[SOURCE TEXT]
******************************
That includes things like latency between GCP and Azure. It helps us identify networking issues—is the VPN behaving? Is there hairpinning through on-prem? How is each environment talking to each other? This kind of testing helps us ensure performance stays consistent no matter where a service runs.

Ole Lensmar (12:20)
Not a good thing. You mentioned there's an integration environment, a staging environment… is promotion between them automated? Do you run a test suite and then promote, or is it manual?

Joseph Karp (12:35)
So with all the microservices we have, we've basically created a self-deploy process. Every time a developer lands a commit on the develop branch, it produces a new version. They can then choose to deploy that version to whatever environment they want. It automatically goes to integration. From there, they can promote it to staging or production whenever they’d like, depending on what their PO wants or the release schedule.

The dev teams currently have full control, but we are moving toward a fully automated CD process. It'll start in integration, run tests and contract testing, then move on to the next environment and run load tests, etc. That’s in development now. We basically took our one deployment workflow, copied it three times, and linked them together.

So they'll have full CD as an option later this year. We want to move to automated prod deploys, but we need mature testing practices first. You don’t want to go straight to production until your test suites are reliable and in place.

Ole Lensmar (13:40)
Yeah, definitely. In that case, you need things to be really well-tested. One thing we’ve talked about in previous episodes is testing in production. Some folks say you shouldn’t do it, but still do it anyway. Not as the only type of testing, but maybe running integration tests in prod on a schedule just to catch anything that slips through. Is that something you’ve done or considered?

Joseph Karp (14:27)
We actually had Google in-house helping us adopt SRE practices. They've helped guide us on how to do production testing. The idea is to identify your critical paths and make sure they’re always being tested. Think of the status pages from companies like Harness or other vendors—those are often testing bots checking whether a user can log in and move through a flow.

We’ve been identifying critical user journeys and making sure certain actions work and certain pages are always up. If a deployment breaks something, we catch it immediately. Those checks aren’t tied to deployment; they’re always running, so we can set metrics, build SLOs, and eventually SLAs.
******************************
[THE PROBLEM] Name the company that, according to the source text, was brought in-house to help adopt SRE practices.

[DATA]
******************************
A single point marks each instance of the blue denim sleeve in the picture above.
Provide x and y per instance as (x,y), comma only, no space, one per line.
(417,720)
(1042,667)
******************************
[WRITTEN SOLUTION] Google